◆ CONSIGNE ◆
Reprenez le récit ci-dessous sur l'officier français qui refusait d'être fait prisonnier en juin 1940. Poursuivez-le à partir de sa dernière phrase.

◆ EXTRAIT DU TEXTE ◆
***

Histoire d'un officier français qui ne voulait pas être prisonnier.
Le 17 juin 1940, Philippe Pétain avait appelé à la radio à cesser le combat. Cet appel encourage de nombreux soldats à déposer les armes.
Le lendemain 18, le général de Gaulle appelle depuis Londres à continuer ce combat.
Le 19 juin, Albert Contal, mon beau-père, continue à se battre du côté de Faucogney (Haute-Saône).
Que fais-tu ? " Lui demandai-je.
"Je reste avec le colonel." Me dit-il.
"Alors, vous allez vous laisser prendre ici ?"
II hausse les épaules, désespéré. Je lui serre la main et lui dit à peine au revoir, ne voulant pas lui laisser voir que je pleurais.

***

◆ DONNÉES DE L'EXERCICE ◆

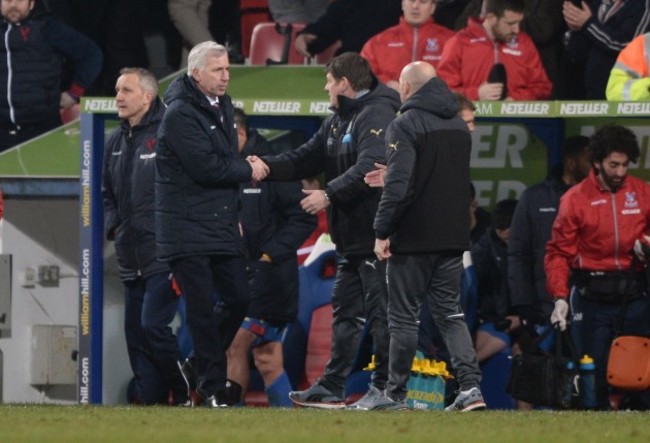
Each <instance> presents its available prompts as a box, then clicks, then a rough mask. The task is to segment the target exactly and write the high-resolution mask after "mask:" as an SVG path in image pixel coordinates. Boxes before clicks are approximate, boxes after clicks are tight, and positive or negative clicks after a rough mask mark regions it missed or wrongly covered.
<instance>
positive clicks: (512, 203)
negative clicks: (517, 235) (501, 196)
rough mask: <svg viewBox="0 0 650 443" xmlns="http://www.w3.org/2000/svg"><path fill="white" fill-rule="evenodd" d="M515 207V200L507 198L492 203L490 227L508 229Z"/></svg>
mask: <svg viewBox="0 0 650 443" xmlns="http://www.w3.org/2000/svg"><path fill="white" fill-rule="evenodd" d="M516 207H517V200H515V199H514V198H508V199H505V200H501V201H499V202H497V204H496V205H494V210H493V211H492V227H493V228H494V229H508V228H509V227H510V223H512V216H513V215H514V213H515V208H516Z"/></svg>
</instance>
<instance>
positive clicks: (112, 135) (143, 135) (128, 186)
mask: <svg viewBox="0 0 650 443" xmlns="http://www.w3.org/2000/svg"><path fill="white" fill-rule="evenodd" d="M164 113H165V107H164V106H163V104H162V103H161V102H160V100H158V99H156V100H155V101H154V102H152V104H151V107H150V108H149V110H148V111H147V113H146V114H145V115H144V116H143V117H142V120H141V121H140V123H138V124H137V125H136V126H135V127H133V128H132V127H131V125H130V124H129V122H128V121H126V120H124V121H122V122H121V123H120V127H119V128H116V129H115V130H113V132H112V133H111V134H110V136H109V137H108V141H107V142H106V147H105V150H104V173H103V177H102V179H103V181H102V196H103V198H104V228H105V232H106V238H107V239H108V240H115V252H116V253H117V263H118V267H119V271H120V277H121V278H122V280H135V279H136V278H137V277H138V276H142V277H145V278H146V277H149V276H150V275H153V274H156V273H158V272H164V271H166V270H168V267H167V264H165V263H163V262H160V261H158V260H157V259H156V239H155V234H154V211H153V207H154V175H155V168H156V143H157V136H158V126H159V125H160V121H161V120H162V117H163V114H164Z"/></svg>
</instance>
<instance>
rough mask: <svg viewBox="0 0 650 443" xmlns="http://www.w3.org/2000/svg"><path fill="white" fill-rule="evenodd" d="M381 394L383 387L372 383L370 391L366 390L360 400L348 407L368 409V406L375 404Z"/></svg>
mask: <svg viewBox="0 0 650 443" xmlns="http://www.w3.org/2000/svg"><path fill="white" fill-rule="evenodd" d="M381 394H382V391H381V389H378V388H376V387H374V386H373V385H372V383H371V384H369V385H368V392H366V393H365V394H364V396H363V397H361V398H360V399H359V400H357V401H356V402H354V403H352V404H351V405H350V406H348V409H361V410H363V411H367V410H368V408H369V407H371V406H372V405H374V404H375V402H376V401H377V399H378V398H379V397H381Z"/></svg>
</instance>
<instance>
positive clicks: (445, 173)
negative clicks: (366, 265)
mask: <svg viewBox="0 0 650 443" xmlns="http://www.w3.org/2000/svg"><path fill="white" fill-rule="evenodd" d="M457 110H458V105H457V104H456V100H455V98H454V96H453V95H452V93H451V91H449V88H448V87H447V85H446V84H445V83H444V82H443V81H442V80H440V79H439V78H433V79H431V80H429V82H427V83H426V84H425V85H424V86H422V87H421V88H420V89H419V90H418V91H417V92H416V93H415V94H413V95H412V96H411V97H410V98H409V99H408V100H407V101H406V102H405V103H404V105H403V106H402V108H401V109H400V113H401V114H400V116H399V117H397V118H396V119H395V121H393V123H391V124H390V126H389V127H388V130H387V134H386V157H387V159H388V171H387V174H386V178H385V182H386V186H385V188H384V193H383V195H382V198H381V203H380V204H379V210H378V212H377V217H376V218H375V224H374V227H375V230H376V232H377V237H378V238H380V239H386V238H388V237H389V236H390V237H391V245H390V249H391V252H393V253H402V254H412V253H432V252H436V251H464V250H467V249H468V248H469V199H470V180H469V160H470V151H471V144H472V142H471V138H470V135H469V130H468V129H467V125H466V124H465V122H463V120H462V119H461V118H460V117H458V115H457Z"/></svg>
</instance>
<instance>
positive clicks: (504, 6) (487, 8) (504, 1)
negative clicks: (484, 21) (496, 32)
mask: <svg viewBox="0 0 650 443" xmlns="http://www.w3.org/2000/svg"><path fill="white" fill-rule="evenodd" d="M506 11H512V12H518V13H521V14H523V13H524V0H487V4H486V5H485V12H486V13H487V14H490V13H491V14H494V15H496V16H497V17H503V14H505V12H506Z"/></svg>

***

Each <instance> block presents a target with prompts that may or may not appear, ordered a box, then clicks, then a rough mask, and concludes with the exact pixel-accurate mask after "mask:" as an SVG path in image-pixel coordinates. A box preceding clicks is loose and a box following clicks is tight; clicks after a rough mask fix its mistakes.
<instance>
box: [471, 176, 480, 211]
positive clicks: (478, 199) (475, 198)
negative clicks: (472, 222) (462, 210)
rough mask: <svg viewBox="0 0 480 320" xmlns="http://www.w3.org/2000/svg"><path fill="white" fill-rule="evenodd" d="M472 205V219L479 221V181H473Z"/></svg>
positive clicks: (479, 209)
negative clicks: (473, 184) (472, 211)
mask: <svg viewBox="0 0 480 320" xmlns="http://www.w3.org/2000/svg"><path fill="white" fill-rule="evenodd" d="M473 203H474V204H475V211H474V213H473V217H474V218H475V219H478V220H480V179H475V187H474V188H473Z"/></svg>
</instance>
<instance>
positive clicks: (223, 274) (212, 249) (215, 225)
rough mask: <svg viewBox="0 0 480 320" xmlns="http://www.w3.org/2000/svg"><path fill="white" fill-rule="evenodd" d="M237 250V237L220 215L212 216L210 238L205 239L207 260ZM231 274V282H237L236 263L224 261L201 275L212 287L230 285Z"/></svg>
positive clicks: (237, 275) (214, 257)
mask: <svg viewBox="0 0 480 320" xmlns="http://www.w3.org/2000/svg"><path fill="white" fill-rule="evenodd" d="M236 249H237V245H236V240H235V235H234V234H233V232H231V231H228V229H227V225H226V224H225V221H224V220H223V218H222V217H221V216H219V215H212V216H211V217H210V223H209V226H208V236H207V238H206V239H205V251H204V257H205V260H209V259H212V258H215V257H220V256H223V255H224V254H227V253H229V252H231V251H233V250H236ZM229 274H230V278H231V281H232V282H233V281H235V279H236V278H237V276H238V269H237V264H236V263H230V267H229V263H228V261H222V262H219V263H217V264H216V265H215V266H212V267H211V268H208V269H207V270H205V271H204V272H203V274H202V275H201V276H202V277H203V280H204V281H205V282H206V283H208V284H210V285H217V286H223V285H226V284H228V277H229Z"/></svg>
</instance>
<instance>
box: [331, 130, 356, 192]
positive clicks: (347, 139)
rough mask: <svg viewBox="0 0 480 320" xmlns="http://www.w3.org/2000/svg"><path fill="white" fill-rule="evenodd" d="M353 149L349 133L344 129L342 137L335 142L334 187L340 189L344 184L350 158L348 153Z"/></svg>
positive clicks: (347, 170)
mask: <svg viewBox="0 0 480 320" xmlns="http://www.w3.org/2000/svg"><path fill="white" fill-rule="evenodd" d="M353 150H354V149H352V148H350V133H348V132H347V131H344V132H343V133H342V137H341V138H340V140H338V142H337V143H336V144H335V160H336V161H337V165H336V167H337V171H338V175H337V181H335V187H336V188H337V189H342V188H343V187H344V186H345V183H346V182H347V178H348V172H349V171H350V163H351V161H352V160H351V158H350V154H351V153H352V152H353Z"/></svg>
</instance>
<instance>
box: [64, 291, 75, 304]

***

◆ RÉSULTAT PRODUIT ◆
Je me dirige vers un pain de sucre qui domine Ferdrupt, au nord de ce village, voulant gagner Gérardmer.
Sur la pente, je rencontre un groupe de soldats parmi lesquels se trouvaient Domptail, l'ordonnance du capitaine Bonnet et Géhin André. Aucun officier n'est avec eux. Ils ne savent que faire, disant qu'ils doivent aller dans la montagne. Je leur dis de ne pas se rendre et de venir avec moi. Nous montons et couchons sous les sapins en haut du pain de sucre. Nous trouvons des tracts lancés d'avion. "Armée d'Alsace, ne renouvelez pas le désastre de Dunkerque. Soldats, vous êtes encerclés. Cessez la lutte, vous regagnerez rapidement vos foyers."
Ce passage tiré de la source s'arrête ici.